**WHAT NEEDS TO BE DONE**: Can you reproduce the data below word for word, every line of it?

**SUPPLIED DATA**:

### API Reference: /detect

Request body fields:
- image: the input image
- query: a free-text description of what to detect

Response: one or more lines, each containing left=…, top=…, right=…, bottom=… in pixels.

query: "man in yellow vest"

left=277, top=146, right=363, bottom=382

**ANSWER**:
### API Reference: /detect

Request body fields:
- image: the input image
- query: a free-text description of what to detect

Response: one or more lines, each containing left=…, top=…, right=…, bottom=… in pixels.

query: "man in yellow vest"

left=277, top=146, right=363, bottom=382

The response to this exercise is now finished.